**Text passage**:
┌────────

The dry docks are expected to be just below 20 days, as Iraklis mentioned, they'll take place in September and October. For the remainder of the fleet, we capitalized on the seasonal market softness by executing, you know, short duration voyages in the west, which we liked on the Suezmaxes. We can swap them in, so if a ship is a little bit late or early, we can swap in another ship to optimize ballast and waiting in time. This really gives a big difference to earnings if the voyages are short and you're able to limit these two factors. Now going into September, with OPEC now beginning to unwind production cuts, we expect additional barrels to come into the market and this to lead into higher utilization of tankers. We'll come back to this a bit later, but we're quite constructive looking at the market for the next quarter.
Moving on to slide 12, we continue to outperform the market and our peers with our modern fleet and very strong chartering team. As we mentioned before, the gap widens when the market spurns, as we can use our nimble fleet to position quickly and take advantage of short-term opportunities. I think this is a benefit that having a smaller fleet has that a larger fleet can't do, and it allows us to deliver consistent results above our peers. Moving on to slide 13 and the following slide, we've kept it quite short since it's August. Let's talk about the market. We keep coming back to this slide because it tells one of the most important stories of our segment, that the supply side remains structurally tight, especially on the large vessels. It's not just about age or order book.
A large part of the fleet is in the shadow trade, and we believe it's almost impossible for these vessels to return to normal trading and compete with modern and compliant tonnage. Most of the sanctioned tonnage is also over age, meaning that at some point, even this subsegment will require replacement, and that replacement will have to come from the conventional fleet. This is again positive for compliant vessels like ours. By 2028, more than half of the VLCC and Suezmax fleets will be over 15 years old, many of them, all of them, belonging to the non-eco generation, fuel thirsty, less efficient, and increasingly uncompetitive to our modern eco-design fleet. Nearly 30% will have crossed the 20-year mark with only a modest number of newbuilds scheduled for delivery. This is exactly the kind of market backdrop that we position our vessels as a preferred choice for our charters.

└────────

**Entries provided**:
┌────────

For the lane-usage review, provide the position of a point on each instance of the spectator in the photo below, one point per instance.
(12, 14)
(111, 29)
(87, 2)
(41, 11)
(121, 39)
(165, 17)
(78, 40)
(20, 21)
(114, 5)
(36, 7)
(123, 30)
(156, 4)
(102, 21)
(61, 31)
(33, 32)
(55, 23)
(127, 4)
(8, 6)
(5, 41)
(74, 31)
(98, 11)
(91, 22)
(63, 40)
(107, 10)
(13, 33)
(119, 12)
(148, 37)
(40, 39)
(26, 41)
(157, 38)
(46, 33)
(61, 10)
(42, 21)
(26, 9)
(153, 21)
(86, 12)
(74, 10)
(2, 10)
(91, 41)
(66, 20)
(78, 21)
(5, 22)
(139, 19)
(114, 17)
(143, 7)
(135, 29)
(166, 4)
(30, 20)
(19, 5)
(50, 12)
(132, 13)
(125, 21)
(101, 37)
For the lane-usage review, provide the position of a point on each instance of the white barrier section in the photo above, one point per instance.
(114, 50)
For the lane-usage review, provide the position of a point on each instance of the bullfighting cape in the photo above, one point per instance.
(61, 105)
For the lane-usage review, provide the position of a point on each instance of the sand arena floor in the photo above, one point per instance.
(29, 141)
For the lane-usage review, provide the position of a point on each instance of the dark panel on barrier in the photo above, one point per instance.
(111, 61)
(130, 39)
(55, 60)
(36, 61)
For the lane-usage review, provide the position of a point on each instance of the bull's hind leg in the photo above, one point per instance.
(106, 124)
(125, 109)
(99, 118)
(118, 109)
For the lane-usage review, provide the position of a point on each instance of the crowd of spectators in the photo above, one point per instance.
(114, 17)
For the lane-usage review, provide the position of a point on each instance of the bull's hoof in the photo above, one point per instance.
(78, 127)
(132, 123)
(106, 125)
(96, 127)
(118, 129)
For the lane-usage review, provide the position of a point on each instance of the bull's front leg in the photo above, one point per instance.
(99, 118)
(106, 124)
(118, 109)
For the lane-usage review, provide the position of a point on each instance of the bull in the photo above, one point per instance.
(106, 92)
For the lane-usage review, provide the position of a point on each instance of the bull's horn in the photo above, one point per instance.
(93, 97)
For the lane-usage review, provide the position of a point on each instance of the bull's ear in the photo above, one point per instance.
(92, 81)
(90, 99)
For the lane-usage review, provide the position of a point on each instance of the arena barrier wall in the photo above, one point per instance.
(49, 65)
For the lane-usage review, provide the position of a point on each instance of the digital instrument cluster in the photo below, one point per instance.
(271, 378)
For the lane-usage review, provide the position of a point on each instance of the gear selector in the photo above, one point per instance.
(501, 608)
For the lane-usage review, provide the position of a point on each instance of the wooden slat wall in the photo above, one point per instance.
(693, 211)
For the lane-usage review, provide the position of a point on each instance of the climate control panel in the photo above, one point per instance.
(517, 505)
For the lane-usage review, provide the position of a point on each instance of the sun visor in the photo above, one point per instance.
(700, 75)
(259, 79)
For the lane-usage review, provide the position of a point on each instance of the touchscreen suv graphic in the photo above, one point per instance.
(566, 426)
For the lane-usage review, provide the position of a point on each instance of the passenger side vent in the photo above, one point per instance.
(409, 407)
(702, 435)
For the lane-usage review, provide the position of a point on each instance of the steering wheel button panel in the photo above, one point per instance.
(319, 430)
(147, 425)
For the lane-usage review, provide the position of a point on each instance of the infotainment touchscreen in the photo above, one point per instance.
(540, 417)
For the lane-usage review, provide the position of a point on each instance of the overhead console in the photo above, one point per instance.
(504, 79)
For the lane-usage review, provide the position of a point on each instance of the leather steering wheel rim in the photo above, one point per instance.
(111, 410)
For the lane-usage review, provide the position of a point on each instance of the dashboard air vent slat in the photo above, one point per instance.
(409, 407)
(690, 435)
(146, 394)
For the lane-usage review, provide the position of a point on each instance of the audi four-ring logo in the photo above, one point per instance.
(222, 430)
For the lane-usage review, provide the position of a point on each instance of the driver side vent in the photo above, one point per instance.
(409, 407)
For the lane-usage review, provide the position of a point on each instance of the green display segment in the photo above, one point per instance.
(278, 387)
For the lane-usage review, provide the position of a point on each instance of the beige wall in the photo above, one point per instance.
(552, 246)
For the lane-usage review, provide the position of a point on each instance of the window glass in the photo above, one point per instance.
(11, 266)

└────────

**Directives**:
1) Reproduce word for word the part of the tanker fleet passage starting with "Moving on to slide 12, we" and going on through "or order book.".
2) Render this sentence from the tanker fleet passage in Spanish: "This is again positive for compliant vessels like ours."
3) According to the tanker fleet passage, what share of the VLCC and Suezmax fleets will be over 15 years old by 2028?

**Outputs for the tasks**:
1)
Moving on to slide 12, we continue to outperform the market and our peers with our modern fleet and very strong chartering team. As we mentioned before, the gap widens when the market spurns, as we can use our nimble fleet to position quickly and take advantage of short-term opportunities. I think this is a benefit that having a smaller fleet has that a larger fleet can't do, and it allows us to deliver consistent results above our peers. Moving on to slide 13 and the following slide, we've kept it quite short since it's August. Let's talk about the market. We keep coming back to this slide because it tells one of the most important stories of our segment, that the supply side remains structurally tight, especially on the large vessels. It's not just about age or order book.

2) Esto es, de nuevo, positivo para los buques que cumplen la normativa, como los nuestros.

3) More than half.